▶ [WHAT NEEDS TO BE DONE] Among the entries below, find all lines that include "rear" and copy them.

▶ [RECORDS SUPPLIED]

------------------------------------------------------------

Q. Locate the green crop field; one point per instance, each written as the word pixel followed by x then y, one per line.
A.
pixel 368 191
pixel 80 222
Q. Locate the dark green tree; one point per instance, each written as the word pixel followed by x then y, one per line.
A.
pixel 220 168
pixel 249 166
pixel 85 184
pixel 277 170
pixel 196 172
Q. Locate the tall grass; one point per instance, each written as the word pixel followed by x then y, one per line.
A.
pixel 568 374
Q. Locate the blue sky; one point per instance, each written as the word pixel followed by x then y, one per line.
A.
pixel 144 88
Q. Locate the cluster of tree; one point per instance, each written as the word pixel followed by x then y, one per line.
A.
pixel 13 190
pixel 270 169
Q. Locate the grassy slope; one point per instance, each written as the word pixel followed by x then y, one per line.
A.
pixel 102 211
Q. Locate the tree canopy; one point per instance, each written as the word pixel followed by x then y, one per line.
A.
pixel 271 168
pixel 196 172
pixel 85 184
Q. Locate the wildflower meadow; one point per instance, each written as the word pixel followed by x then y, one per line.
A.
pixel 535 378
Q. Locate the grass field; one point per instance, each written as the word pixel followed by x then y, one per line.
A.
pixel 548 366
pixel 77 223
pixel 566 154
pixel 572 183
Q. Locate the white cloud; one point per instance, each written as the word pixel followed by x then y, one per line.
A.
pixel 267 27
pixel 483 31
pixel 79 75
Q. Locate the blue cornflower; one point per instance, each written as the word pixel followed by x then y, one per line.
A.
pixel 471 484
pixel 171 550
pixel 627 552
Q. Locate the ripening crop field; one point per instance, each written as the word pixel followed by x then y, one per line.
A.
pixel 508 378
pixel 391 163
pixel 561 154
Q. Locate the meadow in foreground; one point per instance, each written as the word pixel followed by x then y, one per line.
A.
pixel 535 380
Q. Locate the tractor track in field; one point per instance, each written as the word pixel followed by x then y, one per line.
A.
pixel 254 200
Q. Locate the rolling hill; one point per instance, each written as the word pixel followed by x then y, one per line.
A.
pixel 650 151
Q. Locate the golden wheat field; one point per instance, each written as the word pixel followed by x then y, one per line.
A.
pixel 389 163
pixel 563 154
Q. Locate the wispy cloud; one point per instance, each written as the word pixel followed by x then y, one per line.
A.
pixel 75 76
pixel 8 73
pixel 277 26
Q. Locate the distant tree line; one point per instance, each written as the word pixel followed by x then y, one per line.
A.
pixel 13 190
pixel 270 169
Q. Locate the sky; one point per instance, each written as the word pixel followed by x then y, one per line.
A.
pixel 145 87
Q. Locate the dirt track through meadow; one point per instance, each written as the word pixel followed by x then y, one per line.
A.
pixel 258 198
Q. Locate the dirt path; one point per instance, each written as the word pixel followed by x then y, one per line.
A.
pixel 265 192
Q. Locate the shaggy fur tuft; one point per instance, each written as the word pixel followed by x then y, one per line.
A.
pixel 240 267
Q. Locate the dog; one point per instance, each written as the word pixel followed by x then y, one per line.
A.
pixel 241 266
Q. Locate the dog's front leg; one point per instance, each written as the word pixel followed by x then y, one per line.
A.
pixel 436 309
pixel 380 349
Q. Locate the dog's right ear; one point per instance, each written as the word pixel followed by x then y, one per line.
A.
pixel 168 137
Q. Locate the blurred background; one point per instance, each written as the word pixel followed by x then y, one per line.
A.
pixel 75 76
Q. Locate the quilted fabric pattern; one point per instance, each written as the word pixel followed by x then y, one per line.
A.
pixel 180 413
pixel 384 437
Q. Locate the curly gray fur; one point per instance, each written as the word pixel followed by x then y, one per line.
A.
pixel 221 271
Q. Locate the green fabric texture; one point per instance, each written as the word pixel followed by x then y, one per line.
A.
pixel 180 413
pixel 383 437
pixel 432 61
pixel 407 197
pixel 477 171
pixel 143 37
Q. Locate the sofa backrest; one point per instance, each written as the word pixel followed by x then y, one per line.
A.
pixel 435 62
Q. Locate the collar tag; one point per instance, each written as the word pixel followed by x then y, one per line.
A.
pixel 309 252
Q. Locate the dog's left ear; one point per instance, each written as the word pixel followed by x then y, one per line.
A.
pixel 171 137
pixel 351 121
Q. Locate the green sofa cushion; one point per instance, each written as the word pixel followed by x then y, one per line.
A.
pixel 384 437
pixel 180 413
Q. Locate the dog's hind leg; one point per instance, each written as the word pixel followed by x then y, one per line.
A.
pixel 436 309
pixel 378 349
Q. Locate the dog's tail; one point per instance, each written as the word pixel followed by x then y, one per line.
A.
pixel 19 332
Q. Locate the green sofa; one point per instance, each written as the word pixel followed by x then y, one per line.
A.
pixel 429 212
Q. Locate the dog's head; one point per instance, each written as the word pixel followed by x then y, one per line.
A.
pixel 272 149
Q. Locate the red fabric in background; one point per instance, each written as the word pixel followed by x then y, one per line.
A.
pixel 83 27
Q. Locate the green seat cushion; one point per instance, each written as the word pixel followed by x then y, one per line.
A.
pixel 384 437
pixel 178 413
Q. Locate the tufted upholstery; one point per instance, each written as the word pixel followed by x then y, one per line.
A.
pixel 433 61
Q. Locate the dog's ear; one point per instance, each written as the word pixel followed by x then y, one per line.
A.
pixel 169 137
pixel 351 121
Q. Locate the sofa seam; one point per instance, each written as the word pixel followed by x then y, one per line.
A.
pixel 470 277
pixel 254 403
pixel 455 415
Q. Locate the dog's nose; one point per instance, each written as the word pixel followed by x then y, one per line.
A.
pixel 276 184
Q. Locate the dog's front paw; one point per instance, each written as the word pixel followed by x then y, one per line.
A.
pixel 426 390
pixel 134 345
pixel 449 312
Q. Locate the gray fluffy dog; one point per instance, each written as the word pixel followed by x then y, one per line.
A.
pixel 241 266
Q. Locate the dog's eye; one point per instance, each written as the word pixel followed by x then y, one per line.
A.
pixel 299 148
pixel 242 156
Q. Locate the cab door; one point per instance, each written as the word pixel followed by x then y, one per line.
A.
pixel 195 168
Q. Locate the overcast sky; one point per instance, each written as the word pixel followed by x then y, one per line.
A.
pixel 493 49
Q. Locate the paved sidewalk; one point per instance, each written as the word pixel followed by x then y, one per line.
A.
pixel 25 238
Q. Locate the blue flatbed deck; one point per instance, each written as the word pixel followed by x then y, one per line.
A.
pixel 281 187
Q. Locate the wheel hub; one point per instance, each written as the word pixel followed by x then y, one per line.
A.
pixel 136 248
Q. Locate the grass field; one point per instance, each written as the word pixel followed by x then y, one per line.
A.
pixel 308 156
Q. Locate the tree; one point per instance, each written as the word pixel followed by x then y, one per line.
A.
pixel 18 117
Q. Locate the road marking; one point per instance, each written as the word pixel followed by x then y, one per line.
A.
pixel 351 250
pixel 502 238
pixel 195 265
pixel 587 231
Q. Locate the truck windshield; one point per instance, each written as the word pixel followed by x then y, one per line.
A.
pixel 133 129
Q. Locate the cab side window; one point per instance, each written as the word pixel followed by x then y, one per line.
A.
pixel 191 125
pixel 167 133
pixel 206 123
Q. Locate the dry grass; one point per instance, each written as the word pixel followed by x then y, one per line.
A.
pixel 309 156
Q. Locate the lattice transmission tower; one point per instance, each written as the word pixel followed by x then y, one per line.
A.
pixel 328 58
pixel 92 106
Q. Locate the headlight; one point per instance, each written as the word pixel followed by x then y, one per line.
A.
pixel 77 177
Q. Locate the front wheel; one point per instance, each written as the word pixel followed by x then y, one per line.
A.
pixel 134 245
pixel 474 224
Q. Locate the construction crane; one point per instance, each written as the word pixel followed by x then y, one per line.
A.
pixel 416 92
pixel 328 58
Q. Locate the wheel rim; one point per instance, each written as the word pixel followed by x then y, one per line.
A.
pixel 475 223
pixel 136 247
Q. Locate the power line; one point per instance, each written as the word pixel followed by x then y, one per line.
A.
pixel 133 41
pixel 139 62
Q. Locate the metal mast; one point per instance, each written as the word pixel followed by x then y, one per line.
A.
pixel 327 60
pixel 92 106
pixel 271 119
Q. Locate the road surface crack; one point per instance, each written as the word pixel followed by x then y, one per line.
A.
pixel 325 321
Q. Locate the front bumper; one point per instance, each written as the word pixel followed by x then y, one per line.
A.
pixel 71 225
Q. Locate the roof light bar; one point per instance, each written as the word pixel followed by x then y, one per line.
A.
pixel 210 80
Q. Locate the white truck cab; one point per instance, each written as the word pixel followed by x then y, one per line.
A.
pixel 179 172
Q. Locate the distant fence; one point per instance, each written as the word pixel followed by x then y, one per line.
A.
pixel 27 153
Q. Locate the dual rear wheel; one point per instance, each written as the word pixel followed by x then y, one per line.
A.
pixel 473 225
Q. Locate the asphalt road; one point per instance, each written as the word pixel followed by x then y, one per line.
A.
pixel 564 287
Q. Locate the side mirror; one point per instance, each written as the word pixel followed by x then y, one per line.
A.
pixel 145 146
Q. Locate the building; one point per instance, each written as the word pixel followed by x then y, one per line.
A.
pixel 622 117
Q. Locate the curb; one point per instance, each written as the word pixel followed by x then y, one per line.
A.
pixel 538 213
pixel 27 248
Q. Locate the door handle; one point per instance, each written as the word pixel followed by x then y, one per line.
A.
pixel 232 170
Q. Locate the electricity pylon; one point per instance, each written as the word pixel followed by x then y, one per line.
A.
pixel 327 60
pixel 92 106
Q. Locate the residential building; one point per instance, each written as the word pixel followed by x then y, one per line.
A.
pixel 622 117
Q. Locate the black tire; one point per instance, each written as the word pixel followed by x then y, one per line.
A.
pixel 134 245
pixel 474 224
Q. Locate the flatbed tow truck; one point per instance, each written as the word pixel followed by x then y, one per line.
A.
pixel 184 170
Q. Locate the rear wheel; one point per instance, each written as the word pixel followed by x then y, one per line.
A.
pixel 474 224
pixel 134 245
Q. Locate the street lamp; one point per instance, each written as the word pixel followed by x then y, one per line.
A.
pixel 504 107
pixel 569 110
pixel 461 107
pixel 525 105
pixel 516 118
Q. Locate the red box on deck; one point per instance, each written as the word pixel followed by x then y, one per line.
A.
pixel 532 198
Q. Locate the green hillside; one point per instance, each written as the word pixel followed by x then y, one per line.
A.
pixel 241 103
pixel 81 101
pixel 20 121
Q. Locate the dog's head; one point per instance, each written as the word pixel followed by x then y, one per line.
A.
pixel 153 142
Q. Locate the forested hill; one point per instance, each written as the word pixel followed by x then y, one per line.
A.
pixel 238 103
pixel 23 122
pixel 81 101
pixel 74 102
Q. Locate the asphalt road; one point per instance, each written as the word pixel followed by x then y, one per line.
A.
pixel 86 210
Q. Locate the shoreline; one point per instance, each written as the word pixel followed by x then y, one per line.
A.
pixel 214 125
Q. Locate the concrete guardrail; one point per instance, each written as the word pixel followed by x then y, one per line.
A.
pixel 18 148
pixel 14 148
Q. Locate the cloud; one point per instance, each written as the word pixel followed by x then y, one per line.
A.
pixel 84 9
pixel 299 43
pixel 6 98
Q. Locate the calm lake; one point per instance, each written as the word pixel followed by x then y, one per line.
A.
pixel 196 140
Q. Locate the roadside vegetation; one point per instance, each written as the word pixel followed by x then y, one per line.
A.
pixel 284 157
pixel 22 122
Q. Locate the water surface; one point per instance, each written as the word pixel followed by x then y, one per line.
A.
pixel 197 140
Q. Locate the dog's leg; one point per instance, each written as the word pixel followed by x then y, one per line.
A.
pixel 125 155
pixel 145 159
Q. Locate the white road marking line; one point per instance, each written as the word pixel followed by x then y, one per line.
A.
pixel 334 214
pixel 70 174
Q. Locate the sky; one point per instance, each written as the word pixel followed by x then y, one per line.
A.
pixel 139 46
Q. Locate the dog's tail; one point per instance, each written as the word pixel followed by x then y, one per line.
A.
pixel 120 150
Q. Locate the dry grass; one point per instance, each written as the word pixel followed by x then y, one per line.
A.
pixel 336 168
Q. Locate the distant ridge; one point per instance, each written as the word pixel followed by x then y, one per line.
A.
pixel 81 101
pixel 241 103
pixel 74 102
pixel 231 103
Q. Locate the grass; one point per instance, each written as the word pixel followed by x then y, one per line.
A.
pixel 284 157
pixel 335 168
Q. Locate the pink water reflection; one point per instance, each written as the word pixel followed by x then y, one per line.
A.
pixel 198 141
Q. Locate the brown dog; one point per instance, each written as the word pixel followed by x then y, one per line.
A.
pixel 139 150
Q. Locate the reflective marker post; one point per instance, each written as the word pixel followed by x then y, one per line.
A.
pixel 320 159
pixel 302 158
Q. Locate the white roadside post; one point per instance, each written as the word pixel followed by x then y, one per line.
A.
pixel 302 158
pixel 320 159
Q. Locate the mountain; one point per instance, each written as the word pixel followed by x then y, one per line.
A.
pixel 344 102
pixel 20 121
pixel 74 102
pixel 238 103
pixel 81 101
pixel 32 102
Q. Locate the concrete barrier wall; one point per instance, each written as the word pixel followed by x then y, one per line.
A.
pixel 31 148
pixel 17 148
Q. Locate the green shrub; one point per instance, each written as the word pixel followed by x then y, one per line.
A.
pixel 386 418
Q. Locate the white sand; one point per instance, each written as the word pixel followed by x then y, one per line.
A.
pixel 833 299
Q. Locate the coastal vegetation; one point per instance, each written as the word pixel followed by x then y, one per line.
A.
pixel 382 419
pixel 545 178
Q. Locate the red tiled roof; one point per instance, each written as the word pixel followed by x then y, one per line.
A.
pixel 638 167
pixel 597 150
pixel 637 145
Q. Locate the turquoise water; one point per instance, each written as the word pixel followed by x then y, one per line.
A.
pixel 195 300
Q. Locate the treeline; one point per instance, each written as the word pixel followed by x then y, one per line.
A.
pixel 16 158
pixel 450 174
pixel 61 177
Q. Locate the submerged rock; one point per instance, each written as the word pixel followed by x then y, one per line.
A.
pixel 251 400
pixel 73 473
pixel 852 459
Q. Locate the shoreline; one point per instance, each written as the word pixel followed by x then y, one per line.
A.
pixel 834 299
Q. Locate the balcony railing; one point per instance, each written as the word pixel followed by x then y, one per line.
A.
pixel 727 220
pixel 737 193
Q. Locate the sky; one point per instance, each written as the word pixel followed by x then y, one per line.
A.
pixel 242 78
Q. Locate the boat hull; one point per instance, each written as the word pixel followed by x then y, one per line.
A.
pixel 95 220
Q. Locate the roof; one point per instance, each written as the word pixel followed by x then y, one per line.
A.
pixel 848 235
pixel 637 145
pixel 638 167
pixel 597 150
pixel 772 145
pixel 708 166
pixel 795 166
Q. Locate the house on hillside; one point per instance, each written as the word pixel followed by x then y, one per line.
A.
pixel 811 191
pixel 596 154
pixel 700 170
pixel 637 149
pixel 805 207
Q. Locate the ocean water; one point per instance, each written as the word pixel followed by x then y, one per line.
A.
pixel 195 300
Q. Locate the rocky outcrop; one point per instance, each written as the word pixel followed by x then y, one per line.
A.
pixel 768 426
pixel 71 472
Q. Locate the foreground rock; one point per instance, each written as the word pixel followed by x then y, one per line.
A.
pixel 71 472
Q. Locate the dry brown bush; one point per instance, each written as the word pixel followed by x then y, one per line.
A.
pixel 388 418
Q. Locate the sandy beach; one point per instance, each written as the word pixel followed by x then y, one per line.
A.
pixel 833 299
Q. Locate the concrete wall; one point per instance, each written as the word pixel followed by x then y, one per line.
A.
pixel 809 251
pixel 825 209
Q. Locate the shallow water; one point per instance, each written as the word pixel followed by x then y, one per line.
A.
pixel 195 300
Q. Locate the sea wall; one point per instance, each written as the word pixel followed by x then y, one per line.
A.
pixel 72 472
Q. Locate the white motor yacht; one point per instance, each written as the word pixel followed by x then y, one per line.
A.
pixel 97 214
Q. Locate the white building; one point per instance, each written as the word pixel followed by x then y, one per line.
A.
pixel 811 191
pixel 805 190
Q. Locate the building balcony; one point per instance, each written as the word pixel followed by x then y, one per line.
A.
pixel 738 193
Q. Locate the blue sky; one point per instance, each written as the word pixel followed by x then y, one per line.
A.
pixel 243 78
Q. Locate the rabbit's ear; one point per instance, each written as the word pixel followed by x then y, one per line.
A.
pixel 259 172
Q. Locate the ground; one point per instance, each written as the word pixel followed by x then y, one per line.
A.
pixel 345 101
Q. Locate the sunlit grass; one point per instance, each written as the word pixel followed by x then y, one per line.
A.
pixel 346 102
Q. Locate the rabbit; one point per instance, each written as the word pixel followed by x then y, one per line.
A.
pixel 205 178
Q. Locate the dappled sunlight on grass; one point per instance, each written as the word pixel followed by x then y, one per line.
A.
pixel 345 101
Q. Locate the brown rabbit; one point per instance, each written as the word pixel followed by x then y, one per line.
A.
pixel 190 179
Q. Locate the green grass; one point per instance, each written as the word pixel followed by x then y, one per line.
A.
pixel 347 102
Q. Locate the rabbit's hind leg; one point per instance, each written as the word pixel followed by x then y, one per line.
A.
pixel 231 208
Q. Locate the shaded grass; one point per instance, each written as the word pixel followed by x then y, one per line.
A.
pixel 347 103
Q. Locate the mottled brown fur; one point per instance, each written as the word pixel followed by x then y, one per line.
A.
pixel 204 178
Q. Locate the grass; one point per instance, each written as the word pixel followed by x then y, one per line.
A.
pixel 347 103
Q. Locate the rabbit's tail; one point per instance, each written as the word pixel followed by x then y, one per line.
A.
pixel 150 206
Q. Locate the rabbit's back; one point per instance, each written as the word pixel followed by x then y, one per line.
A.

------------------------------------------------------------

▶ [EXPECTED ANSWER]
Q. Locate the dual rear wheel; one point per instance, each written as the word pixel followed by x then y, one per line.
Q. Locate the rear wheel; one point per instance, each written as the word pixel followed by x then y, one per line.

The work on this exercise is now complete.